◆ Work to be completed:
Find the line that contains "291L13 304L30 302L40" in the entries below. Output it and each later line exactly, and nothing else.

^^^^^^^^

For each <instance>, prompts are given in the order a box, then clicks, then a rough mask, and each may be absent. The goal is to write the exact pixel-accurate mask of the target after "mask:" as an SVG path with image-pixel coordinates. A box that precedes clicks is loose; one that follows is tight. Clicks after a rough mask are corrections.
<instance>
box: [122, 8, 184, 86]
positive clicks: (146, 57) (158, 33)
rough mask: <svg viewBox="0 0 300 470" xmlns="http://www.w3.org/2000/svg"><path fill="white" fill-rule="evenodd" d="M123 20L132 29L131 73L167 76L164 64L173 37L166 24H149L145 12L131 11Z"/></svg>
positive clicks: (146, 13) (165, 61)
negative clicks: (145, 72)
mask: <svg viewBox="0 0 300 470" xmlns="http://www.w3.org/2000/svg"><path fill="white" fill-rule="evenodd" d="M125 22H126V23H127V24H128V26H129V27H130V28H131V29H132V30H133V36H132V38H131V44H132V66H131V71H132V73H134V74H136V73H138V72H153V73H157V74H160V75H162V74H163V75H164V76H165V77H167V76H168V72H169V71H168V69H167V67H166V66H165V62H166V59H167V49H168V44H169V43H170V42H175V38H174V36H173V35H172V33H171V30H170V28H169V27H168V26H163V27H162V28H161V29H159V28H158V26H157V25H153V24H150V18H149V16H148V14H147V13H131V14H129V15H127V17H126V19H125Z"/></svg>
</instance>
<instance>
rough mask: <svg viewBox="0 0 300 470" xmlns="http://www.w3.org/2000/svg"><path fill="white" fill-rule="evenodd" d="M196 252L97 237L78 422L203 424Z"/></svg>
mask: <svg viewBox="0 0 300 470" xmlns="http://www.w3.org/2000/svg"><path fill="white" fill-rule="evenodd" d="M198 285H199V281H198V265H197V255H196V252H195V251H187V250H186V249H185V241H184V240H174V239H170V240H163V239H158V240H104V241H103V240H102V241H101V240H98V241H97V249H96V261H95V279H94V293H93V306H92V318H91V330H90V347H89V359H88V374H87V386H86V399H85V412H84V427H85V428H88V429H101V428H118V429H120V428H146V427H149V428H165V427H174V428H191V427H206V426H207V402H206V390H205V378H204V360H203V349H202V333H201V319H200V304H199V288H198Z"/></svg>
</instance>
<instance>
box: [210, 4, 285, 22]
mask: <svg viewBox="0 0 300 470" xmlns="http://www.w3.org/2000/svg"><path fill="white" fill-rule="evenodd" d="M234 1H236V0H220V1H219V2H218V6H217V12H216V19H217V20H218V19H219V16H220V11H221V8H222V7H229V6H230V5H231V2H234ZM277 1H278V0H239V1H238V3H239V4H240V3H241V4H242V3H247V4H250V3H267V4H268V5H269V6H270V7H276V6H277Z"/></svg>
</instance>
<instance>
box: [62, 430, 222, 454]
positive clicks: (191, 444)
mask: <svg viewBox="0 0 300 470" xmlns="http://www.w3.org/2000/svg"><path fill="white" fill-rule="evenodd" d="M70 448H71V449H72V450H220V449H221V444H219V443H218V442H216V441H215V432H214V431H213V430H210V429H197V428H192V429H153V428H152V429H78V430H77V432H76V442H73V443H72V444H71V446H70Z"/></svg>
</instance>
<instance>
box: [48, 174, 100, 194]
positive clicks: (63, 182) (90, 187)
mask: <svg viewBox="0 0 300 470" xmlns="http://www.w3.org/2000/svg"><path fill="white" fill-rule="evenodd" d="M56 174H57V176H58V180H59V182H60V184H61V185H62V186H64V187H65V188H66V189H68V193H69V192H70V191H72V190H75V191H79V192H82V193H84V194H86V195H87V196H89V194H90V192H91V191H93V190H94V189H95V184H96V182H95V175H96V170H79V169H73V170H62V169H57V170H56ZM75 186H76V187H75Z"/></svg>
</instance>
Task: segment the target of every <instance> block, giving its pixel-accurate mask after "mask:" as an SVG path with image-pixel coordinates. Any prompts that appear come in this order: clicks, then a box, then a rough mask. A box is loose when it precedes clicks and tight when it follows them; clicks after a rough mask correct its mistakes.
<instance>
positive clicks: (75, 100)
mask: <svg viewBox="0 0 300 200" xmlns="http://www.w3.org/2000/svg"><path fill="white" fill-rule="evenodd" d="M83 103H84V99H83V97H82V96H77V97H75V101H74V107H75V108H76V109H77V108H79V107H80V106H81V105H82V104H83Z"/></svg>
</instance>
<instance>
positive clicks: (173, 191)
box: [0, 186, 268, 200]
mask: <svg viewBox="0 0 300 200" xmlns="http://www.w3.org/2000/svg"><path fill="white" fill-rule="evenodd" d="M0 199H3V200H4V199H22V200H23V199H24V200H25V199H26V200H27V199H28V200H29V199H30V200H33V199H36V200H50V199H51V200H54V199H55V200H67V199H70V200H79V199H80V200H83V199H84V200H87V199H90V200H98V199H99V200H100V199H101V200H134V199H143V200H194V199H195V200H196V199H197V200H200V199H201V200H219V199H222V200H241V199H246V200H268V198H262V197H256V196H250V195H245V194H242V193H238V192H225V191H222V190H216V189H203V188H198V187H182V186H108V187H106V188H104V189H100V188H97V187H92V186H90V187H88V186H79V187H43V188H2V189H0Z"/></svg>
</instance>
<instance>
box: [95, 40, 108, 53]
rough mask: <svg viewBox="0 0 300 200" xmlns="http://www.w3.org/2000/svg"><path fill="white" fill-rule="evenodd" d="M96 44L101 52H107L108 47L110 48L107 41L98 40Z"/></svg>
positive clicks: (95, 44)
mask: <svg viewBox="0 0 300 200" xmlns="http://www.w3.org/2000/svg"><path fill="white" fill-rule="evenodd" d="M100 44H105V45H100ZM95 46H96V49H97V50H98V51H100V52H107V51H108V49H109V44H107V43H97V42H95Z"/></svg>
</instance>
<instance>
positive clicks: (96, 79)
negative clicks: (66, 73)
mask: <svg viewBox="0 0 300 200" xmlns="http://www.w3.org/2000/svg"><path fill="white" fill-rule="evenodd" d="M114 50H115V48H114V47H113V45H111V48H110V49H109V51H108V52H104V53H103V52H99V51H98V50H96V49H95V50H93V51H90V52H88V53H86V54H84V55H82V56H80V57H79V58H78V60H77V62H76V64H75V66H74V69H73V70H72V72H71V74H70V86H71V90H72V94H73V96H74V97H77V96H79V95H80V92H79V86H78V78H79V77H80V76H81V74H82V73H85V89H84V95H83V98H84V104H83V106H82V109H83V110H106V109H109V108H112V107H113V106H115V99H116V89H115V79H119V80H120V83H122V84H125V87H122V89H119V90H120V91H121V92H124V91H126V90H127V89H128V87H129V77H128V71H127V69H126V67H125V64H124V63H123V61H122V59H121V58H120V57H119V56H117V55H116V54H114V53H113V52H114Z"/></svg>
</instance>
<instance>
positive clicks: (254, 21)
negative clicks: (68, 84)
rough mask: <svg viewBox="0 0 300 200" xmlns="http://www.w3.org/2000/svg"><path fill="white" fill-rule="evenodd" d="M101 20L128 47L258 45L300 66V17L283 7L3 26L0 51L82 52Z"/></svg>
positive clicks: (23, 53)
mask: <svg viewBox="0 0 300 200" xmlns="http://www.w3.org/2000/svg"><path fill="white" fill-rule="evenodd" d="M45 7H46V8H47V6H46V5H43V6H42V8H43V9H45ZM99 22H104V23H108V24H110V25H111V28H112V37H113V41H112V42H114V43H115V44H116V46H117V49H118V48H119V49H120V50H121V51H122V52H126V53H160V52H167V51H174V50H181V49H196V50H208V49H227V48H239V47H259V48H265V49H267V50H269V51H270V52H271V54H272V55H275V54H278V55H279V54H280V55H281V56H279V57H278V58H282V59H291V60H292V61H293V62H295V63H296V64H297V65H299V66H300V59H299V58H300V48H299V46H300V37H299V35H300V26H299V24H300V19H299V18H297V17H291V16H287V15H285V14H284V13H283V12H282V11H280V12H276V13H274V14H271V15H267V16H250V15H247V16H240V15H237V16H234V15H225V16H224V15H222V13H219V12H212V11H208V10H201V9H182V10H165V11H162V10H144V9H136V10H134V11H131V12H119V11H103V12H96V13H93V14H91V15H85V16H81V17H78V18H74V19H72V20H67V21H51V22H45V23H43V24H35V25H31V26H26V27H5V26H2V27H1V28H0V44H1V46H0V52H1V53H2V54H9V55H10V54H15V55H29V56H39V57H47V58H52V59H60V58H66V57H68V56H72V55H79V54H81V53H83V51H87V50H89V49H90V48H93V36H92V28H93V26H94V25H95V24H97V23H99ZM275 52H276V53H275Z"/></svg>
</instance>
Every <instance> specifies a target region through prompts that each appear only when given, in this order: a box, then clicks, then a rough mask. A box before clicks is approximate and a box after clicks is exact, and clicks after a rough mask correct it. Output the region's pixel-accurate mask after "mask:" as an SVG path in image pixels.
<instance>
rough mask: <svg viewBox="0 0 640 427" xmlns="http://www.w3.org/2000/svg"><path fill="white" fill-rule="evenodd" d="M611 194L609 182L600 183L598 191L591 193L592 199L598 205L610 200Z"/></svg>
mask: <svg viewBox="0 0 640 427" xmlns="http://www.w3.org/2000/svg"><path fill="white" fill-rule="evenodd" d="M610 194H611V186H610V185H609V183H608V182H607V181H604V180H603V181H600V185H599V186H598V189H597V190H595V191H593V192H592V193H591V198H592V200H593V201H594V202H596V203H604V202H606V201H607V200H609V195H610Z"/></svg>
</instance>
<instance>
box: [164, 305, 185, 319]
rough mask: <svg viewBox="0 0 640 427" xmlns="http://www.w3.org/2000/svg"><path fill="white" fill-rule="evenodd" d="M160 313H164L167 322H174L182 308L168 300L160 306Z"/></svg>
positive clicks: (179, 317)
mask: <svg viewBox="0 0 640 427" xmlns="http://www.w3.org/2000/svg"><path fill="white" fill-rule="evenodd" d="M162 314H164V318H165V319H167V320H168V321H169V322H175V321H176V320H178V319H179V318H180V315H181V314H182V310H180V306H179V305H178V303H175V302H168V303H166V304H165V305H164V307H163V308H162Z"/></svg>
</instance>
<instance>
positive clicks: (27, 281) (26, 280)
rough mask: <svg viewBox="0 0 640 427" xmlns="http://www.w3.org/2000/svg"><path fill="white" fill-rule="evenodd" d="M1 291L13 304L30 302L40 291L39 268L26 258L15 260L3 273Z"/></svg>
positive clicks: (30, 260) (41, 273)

^^^^^^^^

◆ Response to this exercise:
rough mask: <svg viewBox="0 0 640 427" xmlns="http://www.w3.org/2000/svg"><path fill="white" fill-rule="evenodd" d="M1 291L13 304L30 302L40 291L39 268L26 258L15 260L3 273Z"/></svg>
positive clicks: (30, 260) (41, 273)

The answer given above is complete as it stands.